▶ _TASK DETAILS_
Would you reproduce, word for word, only the lines running from the top of the data through the line containing "Mark each instance of the man pointing", and none of the pictures?

MATERIAL TO PROCESS Block Start

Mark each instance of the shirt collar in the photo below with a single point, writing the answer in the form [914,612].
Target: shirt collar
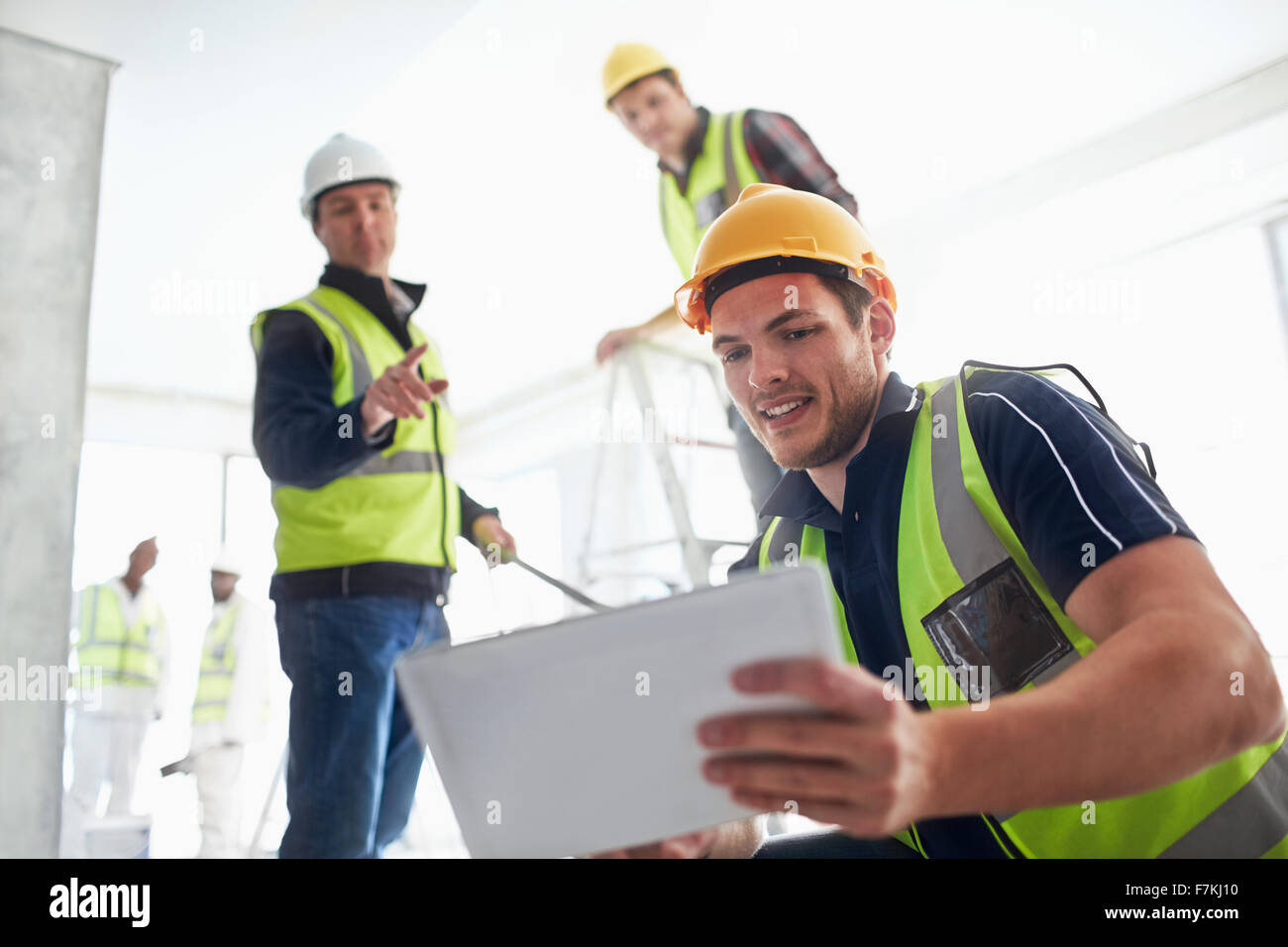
[798,499]
[694,146]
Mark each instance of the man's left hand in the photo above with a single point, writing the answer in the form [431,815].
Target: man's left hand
[493,540]
[862,764]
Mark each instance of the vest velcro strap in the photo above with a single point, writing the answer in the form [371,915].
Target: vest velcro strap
[1248,823]
[970,541]
[361,368]
[784,540]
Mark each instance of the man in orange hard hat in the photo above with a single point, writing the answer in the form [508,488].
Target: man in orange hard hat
[704,159]
[1000,547]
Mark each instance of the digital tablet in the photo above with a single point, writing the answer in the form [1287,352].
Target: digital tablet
[580,737]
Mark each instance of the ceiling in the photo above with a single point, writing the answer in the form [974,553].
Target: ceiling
[528,210]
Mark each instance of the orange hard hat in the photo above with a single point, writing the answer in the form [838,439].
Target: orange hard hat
[776,230]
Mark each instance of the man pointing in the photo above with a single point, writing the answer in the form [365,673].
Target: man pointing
[352,428]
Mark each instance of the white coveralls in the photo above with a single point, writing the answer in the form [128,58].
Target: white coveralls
[219,746]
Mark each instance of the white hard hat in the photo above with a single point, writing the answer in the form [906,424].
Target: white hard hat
[226,561]
[344,159]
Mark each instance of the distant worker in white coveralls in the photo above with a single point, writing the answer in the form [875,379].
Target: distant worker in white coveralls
[231,706]
[120,648]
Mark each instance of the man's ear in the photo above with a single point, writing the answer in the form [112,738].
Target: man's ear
[880,325]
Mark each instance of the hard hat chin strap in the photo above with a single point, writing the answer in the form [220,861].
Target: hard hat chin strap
[772,265]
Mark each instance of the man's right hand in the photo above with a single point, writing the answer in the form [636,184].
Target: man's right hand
[692,845]
[399,392]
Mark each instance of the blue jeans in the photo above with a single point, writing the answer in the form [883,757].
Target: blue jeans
[355,759]
[759,470]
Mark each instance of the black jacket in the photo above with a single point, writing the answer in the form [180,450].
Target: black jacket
[295,424]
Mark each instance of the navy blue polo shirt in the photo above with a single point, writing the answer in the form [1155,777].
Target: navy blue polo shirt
[1063,474]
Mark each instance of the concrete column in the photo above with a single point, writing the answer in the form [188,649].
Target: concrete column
[52,107]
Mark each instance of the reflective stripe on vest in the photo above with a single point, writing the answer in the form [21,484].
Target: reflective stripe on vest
[687,217]
[398,505]
[124,656]
[218,664]
[956,551]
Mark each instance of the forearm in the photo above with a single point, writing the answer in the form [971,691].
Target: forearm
[664,321]
[739,839]
[308,449]
[1150,706]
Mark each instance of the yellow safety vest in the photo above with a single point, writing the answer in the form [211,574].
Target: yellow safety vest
[124,656]
[218,664]
[397,506]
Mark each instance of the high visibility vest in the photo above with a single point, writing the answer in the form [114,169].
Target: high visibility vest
[218,664]
[954,545]
[397,506]
[724,158]
[104,646]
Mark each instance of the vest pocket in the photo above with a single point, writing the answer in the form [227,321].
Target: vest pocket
[996,633]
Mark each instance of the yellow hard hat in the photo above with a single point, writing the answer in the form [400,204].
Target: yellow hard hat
[782,231]
[629,62]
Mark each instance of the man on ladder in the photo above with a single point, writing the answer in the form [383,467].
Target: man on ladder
[704,161]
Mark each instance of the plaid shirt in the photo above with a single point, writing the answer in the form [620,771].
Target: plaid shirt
[780,151]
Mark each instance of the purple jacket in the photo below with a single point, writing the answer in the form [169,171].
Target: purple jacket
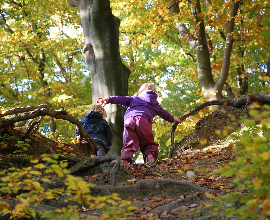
[144,104]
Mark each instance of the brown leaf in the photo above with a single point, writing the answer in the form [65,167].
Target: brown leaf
[187,167]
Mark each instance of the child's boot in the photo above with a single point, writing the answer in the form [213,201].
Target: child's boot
[150,158]
[124,162]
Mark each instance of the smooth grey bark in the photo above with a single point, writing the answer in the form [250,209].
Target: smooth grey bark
[108,74]
[199,43]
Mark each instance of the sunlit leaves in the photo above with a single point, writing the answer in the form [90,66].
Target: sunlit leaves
[252,165]
[30,181]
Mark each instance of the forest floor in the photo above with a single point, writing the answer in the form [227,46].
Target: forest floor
[165,189]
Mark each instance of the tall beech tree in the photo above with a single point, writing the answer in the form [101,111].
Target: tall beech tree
[109,76]
[219,37]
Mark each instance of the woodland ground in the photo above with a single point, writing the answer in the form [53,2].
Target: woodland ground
[159,190]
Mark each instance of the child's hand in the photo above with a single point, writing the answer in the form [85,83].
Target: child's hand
[177,119]
[102,101]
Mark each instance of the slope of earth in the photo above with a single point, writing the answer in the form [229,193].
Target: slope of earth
[166,189]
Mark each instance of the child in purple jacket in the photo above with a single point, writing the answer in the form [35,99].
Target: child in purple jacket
[141,109]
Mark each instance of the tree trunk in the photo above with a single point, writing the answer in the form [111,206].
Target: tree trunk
[109,75]
[198,42]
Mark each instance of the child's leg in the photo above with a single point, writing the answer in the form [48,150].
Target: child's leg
[130,139]
[147,143]
[101,150]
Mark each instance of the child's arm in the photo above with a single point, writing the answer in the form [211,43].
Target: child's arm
[177,119]
[119,100]
[102,101]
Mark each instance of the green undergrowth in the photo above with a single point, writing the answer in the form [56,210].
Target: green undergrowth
[71,199]
[250,197]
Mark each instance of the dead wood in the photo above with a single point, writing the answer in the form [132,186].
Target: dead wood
[180,202]
[149,187]
[91,162]
[42,110]
[262,98]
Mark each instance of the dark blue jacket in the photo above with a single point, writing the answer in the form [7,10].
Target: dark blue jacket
[97,128]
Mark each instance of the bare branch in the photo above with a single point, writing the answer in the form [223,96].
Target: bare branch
[237,102]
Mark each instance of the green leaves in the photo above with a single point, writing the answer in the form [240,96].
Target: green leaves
[252,169]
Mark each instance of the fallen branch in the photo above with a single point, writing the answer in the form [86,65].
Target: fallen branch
[44,110]
[262,98]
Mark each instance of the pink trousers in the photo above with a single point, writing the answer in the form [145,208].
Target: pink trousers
[138,135]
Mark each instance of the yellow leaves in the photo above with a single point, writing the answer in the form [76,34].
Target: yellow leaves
[266,205]
[203,142]
[257,182]
[179,171]
[209,195]
[4,146]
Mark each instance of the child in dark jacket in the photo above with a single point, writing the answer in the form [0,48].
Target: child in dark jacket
[98,129]
[141,109]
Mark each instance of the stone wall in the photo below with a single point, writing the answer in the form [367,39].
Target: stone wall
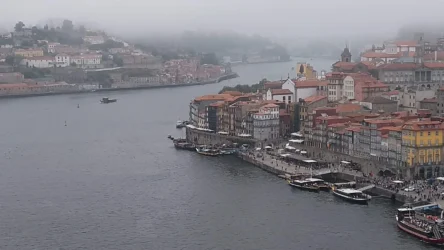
[206,138]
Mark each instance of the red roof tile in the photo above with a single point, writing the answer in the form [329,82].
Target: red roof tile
[281,92]
[314,98]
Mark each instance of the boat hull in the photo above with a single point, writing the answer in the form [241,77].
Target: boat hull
[420,235]
[351,200]
[305,188]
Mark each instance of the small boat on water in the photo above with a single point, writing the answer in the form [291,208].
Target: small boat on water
[185,146]
[303,185]
[207,151]
[320,183]
[428,228]
[107,100]
[352,195]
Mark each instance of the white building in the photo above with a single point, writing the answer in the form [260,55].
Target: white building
[38,62]
[281,95]
[51,47]
[94,39]
[87,60]
[349,88]
[62,60]
[266,123]
[305,88]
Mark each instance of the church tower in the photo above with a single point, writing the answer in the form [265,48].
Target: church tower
[346,55]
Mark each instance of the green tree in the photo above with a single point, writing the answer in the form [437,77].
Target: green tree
[19,26]
[13,60]
[209,58]
[118,61]
[67,25]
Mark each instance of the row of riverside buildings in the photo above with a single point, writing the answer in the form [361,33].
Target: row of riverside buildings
[348,113]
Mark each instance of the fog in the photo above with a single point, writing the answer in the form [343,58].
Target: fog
[278,18]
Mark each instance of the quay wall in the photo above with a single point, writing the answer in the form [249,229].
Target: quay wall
[260,164]
[205,138]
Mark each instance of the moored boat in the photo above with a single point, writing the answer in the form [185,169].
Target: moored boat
[185,146]
[352,195]
[303,185]
[427,228]
[107,100]
[320,183]
[207,151]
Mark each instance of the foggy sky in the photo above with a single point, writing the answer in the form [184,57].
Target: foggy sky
[280,18]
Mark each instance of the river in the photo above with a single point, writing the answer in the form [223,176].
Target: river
[110,179]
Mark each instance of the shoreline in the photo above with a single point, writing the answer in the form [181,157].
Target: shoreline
[220,79]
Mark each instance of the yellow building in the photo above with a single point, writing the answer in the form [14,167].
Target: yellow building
[305,70]
[422,143]
[29,52]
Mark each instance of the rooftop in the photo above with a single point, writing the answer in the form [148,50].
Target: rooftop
[348,107]
[379,100]
[314,98]
[281,92]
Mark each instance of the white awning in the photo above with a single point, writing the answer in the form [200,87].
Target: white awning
[296,134]
[297,141]
[309,161]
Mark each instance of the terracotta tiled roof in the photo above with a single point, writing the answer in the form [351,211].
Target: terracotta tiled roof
[434,65]
[423,125]
[281,92]
[314,98]
[406,43]
[273,85]
[378,100]
[398,66]
[344,65]
[309,83]
[349,107]
[431,56]
[430,100]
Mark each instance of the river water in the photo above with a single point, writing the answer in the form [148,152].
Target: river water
[110,179]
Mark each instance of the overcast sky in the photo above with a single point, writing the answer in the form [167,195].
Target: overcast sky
[284,18]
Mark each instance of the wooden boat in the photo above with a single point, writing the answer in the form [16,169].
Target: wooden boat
[429,229]
[207,152]
[320,183]
[107,100]
[303,185]
[185,146]
[352,195]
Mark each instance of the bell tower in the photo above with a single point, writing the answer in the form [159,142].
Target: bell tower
[346,55]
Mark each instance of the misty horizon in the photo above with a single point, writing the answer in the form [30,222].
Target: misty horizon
[281,19]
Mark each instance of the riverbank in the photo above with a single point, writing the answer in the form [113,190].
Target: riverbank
[220,79]
[276,166]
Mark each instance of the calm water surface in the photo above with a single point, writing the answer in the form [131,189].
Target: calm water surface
[111,180]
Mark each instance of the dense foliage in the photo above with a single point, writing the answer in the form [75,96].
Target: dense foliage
[244,88]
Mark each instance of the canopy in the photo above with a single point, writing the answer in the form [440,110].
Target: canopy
[310,161]
[296,134]
[297,141]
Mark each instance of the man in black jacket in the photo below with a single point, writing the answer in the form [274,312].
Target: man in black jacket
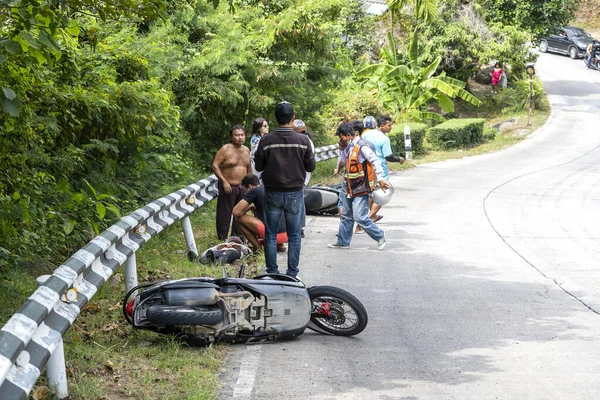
[284,158]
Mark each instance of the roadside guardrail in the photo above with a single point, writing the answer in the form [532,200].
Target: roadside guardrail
[32,338]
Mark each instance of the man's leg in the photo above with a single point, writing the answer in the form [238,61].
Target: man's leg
[274,204]
[361,215]
[346,224]
[237,194]
[373,210]
[248,226]
[223,212]
[294,204]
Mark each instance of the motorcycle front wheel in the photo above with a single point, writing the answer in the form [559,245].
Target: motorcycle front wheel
[336,311]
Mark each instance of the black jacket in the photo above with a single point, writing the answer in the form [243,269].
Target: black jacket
[284,157]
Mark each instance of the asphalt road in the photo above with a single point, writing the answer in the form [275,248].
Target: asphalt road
[489,287]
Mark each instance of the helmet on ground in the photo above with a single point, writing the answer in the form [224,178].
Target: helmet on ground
[381,197]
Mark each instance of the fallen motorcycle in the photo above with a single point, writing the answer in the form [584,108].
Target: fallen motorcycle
[266,307]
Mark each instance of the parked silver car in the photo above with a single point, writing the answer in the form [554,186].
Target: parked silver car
[569,40]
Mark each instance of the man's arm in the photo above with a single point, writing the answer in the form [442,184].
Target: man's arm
[259,157]
[241,208]
[394,158]
[370,156]
[216,167]
[309,157]
[249,163]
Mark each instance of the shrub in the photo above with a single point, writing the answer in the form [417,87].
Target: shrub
[456,133]
[489,134]
[515,98]
[417,134]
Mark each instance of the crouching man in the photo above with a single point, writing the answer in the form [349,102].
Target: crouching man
[253,227]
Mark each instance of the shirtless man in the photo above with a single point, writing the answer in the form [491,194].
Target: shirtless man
[231,164]
[252,227]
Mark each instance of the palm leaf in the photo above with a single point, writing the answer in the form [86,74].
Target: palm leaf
[427,10]
[428,71]
[453,81]
[446,104]
[413,50]
[423,99]
[438,84]
[468,97]
[393,57]
[431,116]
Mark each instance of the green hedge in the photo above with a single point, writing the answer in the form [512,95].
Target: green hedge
[417,134]
[456,133]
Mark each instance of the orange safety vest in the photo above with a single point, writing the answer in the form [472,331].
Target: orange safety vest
[360,177]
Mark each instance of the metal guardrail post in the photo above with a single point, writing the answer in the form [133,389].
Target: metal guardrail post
[56,369]
[130,272]
[190,241]
[33,335]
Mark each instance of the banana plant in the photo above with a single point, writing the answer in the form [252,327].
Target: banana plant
[408,89]
[424,10]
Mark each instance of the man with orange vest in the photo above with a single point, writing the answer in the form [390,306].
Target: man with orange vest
[363,173]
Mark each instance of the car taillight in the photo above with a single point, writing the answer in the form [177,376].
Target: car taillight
[129,308]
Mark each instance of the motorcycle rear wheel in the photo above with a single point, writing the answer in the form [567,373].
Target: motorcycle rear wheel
[347,316]
[177,315]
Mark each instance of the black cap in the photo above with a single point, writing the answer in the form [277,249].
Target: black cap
[284,112]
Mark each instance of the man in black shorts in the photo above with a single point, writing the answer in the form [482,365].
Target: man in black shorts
[253,227]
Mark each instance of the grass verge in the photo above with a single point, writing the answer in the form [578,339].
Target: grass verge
[106,359]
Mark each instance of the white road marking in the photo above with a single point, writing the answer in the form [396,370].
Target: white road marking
[245,382]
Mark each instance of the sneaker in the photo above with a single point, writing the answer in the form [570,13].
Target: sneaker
[381,243]
[337,246]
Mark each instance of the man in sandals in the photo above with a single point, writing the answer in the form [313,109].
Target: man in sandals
[253,227]
[383,149]
[363,172]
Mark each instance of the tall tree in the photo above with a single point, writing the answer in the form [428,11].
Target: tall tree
[535,16]
[409,88]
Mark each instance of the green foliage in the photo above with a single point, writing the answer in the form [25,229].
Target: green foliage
[456,133]
[34,33]
[489,134]
[465,43]
[516,97]
[537,17]
[409,88]
[511,46]
[423,10]
[417,134]
[350,101]
[126,108]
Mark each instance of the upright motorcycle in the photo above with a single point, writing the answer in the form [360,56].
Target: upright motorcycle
[266,307]
[595,61]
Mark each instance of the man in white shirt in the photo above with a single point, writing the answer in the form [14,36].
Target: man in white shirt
[363,171]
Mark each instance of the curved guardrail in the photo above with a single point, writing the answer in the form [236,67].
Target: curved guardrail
[34,332]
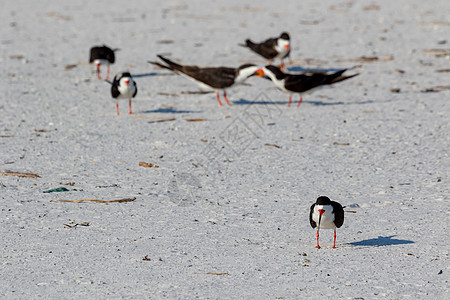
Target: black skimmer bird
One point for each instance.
(326, 214)
(272, 48)
(123, 87)
(303, 82)
(102, 55)
(211, 78)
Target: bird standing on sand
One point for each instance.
(272, 48)
(123, 87)
(326, 214)
(300, 83)
(102, 55)
(211, 78)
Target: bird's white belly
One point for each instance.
(101, 62)
(126, 92)
(327, 220)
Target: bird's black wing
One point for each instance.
(313, 224)
(219, 78)
(338, 214)
(115, 89)
(265, 49)
(302, 82)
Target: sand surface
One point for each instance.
(223, 211)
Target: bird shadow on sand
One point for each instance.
(294, 102)
(146, 74)
(170, 110)
(381, 241)
(259, 101)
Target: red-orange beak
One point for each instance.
(259, 73)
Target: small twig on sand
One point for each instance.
(95, 200)
(19, 174)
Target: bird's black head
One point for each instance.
(285, 36)
(276, 71)
(323, 200)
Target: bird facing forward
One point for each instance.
(326, 214)
(123, 87)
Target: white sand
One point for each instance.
(229, 204)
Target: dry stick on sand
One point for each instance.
(19, 174)
(95, 200)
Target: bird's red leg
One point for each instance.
(334, 244)
(98, 71)
(300, 101)
(218, 99)
(317, 235)
(225, 96)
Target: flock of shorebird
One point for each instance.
(324, 213)
(223, 78)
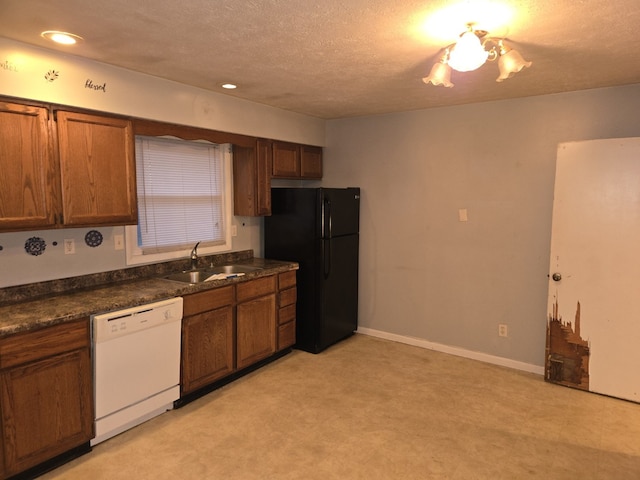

MATERIAL TO PROCESS Block End

▶ _TASK SOLUTION_
Mark each instance of the shirt collar in the photo below with a single point, writing the answer in the form [914,612].
Target: shirt collar
[798,499]
[694,146]
Mark each instance of the man's left hand in the photo above with a single point, writing the answer in the form [431,815].
Target: man's left hand
[493,540]
[862,764]
Mark each instance of the vest velcro strap in the photo above with a single point, writing the answer in the form [371,915].
Target: vest velcro strap
[1248,823]
[970,541]
[361,368]
[784,540]
Mark each instance of the man in orange hard hat in the photo above with a single point, writing the answer in the form [508,488].
Target: man in orange hard hat
[704,159]
[1000,547]
Mark each instance of the digital tablet in the photo above with a single point, writing the answer in the form [1287,352].
Target: digital tablet
[580,737]
Mark each instance of the ceiling in the photo above with a single point, writing the answer in the form [974,553].
Target: ceiling
[528,210]
Mark each instance of the orange hard hat in the photo above with a single point, writing the answer in the form [838,439].
Target: orange hard hat
[776,230]
Mark each instance of the man pointing in the photo above with a single point, writing the answer in the form [365,673].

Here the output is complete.